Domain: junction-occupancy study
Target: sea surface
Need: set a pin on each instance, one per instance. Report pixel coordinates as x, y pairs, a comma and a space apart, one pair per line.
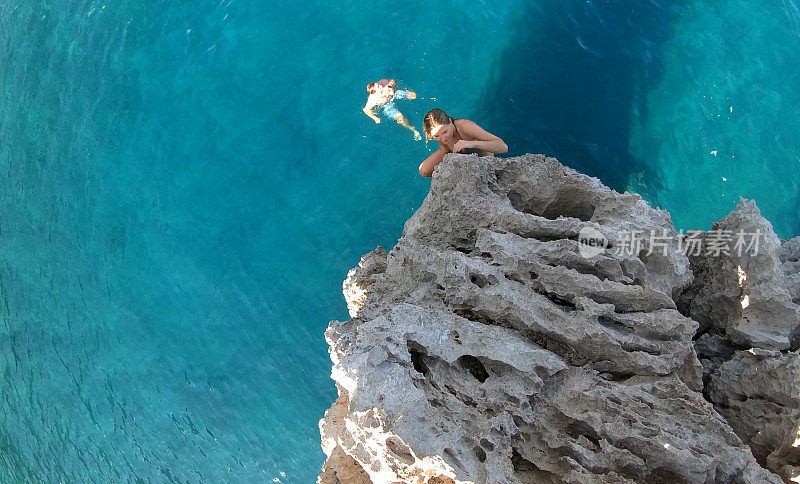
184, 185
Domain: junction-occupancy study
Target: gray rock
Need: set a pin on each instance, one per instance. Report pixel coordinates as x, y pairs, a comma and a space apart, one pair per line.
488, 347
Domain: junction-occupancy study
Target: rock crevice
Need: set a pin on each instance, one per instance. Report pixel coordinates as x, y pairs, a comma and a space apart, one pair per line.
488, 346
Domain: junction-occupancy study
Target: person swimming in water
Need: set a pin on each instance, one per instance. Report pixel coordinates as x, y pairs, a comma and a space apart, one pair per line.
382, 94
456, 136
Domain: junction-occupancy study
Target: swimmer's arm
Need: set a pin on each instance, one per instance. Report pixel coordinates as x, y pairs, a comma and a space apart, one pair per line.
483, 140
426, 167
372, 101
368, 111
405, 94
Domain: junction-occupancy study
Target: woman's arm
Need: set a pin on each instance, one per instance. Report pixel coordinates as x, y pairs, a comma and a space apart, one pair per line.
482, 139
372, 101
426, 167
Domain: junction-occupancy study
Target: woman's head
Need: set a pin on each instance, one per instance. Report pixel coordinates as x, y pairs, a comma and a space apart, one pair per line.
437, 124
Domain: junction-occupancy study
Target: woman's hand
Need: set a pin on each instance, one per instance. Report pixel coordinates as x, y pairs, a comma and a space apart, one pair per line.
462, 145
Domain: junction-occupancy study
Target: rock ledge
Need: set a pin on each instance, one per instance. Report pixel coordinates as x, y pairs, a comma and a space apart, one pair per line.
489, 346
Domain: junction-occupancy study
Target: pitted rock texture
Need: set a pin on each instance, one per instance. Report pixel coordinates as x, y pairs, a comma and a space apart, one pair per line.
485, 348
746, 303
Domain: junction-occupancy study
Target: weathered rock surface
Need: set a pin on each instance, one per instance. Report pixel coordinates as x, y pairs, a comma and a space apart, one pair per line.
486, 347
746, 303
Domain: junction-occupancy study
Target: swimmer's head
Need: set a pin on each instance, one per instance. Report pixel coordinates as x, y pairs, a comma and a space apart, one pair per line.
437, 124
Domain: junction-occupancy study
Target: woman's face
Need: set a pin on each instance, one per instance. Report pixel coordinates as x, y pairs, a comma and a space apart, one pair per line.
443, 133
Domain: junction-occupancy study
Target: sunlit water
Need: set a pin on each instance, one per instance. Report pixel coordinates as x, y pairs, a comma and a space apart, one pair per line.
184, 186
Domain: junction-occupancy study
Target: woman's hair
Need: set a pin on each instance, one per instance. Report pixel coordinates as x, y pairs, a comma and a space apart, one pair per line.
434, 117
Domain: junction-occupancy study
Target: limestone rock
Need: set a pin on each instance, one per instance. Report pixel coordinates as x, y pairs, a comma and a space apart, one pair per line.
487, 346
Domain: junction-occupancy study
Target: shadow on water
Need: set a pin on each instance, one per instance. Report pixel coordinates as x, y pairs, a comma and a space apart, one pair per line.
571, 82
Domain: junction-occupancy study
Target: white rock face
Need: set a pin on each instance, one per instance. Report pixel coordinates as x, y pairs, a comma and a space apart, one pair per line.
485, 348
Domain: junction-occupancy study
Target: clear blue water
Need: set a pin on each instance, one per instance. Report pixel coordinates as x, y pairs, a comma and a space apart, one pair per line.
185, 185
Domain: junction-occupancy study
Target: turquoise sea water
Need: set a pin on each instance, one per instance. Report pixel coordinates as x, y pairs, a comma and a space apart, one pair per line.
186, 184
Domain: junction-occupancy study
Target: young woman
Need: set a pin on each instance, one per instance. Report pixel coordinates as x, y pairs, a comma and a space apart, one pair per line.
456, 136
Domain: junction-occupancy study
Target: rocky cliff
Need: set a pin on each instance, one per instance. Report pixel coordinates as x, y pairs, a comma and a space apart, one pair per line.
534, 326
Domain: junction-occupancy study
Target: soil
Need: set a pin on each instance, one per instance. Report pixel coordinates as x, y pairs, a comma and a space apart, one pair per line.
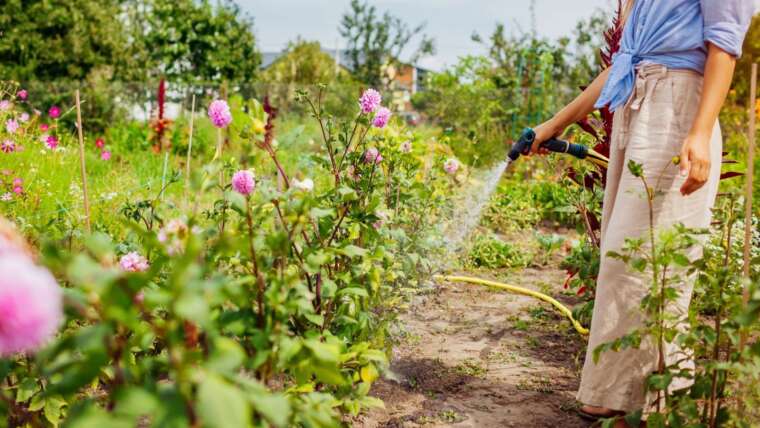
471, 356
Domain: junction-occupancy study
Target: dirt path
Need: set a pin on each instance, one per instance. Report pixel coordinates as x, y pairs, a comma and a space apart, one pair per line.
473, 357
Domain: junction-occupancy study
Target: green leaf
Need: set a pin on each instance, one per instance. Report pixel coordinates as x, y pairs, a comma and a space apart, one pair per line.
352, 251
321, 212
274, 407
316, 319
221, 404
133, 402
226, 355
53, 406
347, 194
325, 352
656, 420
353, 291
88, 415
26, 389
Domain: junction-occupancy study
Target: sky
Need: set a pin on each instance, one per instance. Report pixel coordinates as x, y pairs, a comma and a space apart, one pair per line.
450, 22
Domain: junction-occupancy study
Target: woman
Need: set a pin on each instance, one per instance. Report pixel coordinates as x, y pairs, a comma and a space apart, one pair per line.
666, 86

----------------

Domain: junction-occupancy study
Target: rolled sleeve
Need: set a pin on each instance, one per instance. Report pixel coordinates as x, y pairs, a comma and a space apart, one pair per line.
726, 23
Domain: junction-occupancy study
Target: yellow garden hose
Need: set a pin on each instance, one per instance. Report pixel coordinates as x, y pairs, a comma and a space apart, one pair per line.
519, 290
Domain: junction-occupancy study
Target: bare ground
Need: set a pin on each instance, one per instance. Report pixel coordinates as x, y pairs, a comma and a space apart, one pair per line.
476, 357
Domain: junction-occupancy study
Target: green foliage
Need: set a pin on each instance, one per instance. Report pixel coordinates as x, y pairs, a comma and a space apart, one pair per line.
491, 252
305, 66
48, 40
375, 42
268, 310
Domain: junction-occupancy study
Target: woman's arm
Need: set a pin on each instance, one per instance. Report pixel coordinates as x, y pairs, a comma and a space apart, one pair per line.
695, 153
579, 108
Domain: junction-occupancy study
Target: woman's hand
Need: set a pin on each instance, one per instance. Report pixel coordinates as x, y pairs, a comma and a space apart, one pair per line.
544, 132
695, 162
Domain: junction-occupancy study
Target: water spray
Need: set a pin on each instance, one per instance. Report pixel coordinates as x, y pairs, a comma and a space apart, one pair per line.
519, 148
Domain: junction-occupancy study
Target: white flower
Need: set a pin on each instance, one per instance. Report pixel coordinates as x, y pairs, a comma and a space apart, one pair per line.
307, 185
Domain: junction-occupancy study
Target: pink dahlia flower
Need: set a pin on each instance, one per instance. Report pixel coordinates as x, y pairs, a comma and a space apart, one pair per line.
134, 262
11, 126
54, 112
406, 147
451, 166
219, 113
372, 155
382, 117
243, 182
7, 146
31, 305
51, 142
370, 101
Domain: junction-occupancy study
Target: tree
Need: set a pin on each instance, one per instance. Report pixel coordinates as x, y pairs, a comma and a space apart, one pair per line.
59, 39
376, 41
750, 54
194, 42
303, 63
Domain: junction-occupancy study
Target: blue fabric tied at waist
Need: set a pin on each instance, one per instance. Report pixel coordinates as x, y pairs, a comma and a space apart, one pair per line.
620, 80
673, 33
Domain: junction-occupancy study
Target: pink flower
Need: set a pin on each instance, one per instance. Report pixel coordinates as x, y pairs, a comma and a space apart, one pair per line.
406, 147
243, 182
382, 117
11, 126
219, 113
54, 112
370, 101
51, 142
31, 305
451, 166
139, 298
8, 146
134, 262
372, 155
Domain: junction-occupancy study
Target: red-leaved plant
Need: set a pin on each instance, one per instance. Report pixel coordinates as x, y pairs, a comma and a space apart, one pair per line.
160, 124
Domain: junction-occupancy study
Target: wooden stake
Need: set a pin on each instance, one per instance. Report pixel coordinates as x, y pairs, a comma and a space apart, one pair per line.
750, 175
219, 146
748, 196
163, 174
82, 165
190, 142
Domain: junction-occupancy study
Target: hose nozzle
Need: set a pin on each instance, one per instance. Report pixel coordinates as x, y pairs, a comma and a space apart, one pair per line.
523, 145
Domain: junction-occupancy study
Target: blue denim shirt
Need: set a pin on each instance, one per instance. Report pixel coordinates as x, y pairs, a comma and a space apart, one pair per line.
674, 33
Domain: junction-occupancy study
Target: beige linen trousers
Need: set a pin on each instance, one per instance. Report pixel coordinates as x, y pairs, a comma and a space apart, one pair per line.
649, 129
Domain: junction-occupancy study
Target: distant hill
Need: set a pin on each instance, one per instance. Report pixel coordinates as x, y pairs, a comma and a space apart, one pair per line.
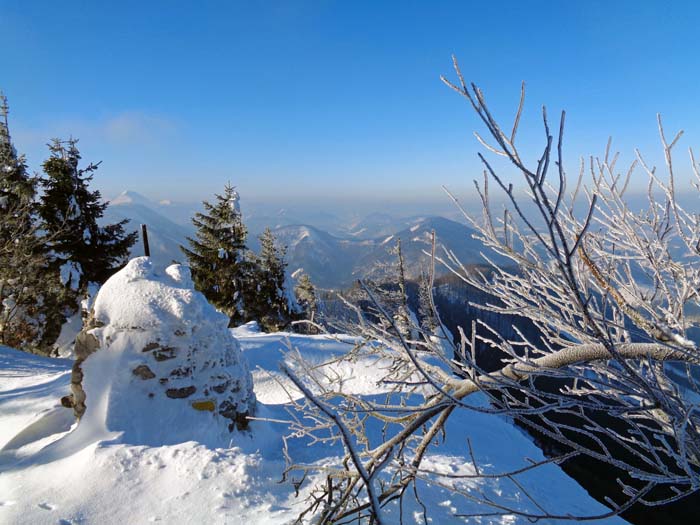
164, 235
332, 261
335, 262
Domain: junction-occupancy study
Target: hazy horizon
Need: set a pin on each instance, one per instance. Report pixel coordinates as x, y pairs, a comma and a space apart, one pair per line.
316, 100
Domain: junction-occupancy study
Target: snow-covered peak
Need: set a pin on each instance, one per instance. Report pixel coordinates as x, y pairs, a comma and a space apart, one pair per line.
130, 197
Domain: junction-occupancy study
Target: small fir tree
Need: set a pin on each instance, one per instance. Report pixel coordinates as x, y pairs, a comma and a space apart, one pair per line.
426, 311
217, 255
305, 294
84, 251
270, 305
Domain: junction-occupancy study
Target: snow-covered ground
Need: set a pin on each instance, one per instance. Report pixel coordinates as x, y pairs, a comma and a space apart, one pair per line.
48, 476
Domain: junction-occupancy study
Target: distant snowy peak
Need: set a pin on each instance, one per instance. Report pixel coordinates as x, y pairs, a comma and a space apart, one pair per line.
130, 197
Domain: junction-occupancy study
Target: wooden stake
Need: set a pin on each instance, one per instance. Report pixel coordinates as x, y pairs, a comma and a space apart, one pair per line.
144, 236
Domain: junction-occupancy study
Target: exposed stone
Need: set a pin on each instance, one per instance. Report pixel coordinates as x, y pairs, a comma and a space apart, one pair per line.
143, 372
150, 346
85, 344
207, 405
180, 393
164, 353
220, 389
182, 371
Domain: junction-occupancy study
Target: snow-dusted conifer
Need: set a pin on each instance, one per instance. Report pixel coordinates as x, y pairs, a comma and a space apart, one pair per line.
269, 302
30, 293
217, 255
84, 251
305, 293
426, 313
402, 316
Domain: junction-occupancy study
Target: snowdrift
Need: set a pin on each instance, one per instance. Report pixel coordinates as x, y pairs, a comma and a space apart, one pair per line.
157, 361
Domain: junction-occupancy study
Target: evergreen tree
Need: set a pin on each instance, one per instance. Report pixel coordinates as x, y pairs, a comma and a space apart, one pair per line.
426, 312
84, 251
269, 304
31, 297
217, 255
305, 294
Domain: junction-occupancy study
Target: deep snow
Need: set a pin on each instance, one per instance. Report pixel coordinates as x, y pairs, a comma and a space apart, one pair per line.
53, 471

----------------

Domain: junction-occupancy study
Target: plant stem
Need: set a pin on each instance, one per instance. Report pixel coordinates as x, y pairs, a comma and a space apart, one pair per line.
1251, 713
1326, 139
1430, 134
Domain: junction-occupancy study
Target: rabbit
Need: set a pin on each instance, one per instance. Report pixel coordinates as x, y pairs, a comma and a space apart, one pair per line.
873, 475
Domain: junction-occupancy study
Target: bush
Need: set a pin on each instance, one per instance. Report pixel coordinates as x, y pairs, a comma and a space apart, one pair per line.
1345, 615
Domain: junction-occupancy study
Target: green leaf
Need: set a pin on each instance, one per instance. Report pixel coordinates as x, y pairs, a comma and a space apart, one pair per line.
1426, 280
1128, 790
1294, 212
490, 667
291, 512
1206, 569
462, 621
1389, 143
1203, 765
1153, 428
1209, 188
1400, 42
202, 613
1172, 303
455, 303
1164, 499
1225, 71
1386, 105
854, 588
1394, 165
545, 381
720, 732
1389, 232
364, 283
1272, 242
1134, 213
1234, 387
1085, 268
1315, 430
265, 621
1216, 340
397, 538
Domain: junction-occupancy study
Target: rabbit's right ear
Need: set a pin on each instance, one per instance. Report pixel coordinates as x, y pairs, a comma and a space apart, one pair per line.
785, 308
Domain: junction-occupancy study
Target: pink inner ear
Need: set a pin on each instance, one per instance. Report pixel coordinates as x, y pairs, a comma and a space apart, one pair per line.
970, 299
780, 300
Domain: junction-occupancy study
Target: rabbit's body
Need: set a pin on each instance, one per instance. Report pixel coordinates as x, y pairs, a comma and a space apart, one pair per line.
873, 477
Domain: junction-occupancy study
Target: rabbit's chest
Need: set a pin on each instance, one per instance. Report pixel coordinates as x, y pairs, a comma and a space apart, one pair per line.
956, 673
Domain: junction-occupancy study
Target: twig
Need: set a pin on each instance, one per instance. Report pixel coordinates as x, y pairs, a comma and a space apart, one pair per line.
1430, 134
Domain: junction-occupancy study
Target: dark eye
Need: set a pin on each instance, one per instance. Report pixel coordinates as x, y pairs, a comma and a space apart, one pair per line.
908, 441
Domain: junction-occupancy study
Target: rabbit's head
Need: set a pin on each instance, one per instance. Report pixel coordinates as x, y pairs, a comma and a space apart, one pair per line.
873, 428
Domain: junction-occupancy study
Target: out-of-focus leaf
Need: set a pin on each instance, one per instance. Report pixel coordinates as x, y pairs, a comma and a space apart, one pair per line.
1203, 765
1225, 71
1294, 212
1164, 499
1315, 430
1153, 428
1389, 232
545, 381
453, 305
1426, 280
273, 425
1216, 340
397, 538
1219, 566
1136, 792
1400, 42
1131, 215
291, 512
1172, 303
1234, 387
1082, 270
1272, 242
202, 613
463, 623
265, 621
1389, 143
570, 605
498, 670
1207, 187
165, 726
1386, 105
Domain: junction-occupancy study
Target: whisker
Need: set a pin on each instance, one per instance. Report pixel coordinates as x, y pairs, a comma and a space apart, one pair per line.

----------------

The required output is the stretch of entries above from the line containing "Target: rabbit's chest" through the line containing "Target: twig", reproduced exactly.

▶ _RESPONSE AREA_
Target: rabbit's chest
Need: set a pin on each instance, one per instance. Report pixel coordinates as x, y pairs, a comma and a space apart, one pair per line.
956, 673
Domain: junction-occupancy study
Target: twig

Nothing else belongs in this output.